## START

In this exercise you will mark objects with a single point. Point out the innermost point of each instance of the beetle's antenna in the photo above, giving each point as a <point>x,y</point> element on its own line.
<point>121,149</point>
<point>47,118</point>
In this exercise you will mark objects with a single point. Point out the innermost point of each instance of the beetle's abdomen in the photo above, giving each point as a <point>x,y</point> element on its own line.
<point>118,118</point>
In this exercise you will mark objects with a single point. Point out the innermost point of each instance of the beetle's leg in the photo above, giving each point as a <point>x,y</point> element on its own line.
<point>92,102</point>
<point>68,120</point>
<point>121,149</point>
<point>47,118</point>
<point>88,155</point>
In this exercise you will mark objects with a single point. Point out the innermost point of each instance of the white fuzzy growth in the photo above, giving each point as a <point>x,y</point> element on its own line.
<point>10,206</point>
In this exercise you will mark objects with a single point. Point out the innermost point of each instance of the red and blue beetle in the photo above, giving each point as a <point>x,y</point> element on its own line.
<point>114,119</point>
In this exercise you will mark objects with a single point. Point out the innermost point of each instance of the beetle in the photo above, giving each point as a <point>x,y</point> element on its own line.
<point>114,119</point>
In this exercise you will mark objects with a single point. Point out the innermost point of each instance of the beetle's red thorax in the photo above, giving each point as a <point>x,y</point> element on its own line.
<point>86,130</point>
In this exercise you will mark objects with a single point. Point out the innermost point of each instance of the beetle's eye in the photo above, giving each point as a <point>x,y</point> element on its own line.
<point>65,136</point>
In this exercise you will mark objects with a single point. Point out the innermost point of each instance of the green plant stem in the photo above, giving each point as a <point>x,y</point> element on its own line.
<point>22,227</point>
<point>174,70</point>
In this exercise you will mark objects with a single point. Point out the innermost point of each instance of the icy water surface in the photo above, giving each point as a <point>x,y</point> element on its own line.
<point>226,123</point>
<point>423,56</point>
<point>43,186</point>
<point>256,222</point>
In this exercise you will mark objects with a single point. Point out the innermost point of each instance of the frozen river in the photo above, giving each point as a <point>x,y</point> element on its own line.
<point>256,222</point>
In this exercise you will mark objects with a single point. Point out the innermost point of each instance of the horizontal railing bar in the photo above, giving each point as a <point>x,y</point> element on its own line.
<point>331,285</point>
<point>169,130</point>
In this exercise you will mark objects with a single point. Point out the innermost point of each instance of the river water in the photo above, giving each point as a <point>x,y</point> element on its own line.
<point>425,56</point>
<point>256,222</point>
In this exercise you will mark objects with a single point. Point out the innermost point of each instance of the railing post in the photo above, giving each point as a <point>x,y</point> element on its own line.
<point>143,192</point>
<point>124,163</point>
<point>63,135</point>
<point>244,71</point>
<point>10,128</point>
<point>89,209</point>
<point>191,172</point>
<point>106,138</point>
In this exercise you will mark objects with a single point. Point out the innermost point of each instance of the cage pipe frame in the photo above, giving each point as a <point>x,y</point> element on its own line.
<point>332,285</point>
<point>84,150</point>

## END

Copy all of the lines above verbatim, keeping their original order.

In this exercise you will mark objects with a single point. Point out the innermost point of each instance of the beetle's antenna in the photo above, giving each point as a <point>x,y</point> element on its own line.
<point>121,149</point>
<point>47,118</point>
In this exercise you will mark objects with a single point. Point out the innermost point of each instance of the beetle's abdomen in the photo above, giving each point as a <point>x,y</point> element on its own line.
<point>118,118</point>
In this exercise you will mark objects with a single point. Point out the innermost point of each instance of the beetle's leg in the photo above, giving each point as a <point>x,y</point> element on its own line.
<point>92,102</point>
<point>68,120</point>
<point>121,149</point>
<point>47,118</point>
<point>88,155</point>
In this exercise you will mark objects with a single point. Point out the innermost point of each instance of the white fuzzy growth in the photo above, giving each point as a <point>x,y</point> element on its own line.
<point>10,206</point>
In this exercise you will mark objects with a single point. Point out the innermost point of each instance of the red and blue beetle in the photo above, giving each point as a <point>x,y</point> element on its own line.
<point>114,119</point>
In this exercise you will mark objects with a single point. Point out the innermost point of each instance of the beetle in the photo above, giving each point as a <point>x,y</point> element on its own line.
<point>114,119</point>
In this exercise you will mark objects with a single point. Point out the innermost point of each instance of the beetle's red thorax in the photo above, giving each point as a <point>x,y</point> element on its own line.
<point>86,130</point>
In this exercise you will mark objects with a single point. Point out the innermost point of each instance of the beetle's eye in the photo above, giving each point as a <point>x,y</point> element on its own line.
<point>65,136</point>
In this exercise you will mark objects with a single point. Point out the innermost point of each instance of the green plant stem in the photo above, giving each point as a <point>x,y</point> element on its own line.
<point>22,227</point>
<point>174,70</point>
In this exercise you will mark objects with a single point. Point out the innermost point of each instance of the icy water surface in the photo above, giving each point as a <point>x,y</point> element on its own line.
<point>226,123</point>
<point>423,56</point>
<point>43,186</point>
<point>256,222</point>
In this exercise you will mark objects with a single point. Point out the innermost point of each instance of the frozen river in the photo above, giving each point as a <point>x,y</point> element on its own line.
<point>256,222</point>
In this exercise you will mark objects with a single point. Point out the innermost point of each instance of the horizontal railing bar in the photo above, giving each point as a <point>x,y</point> element on its own line.
<point>331,285</point>
<point>169,130</point>
In this exercise you will mark objects with a single point. Point out the innermost point of each instance of the river water in the photo above, giving each point as a <point>x,y</point> element on its own line.
<point>425,56</point>
<point>256,222</point>
In this exercise you will mark objects with a single point. Point out the innermost point of each instance of the railing post in the photo above, giving each point as a <point>x,y</point> element on its own line.
<point>143,192</point>
<point>124,163</point>
<point>63,135</point>
<point>244,71</point>
<point>10,128</point>
<point>89,209</point>
<point>191,172</point>
<point>106,138</point>
In this exercise you will mark objects with a single point. Point out the innermost point of each instance of the cage pipe frame in the photo above, giving each point as a <point>x,y</point> element on its own line.
<point>332,285</point>
<point>84,150</point>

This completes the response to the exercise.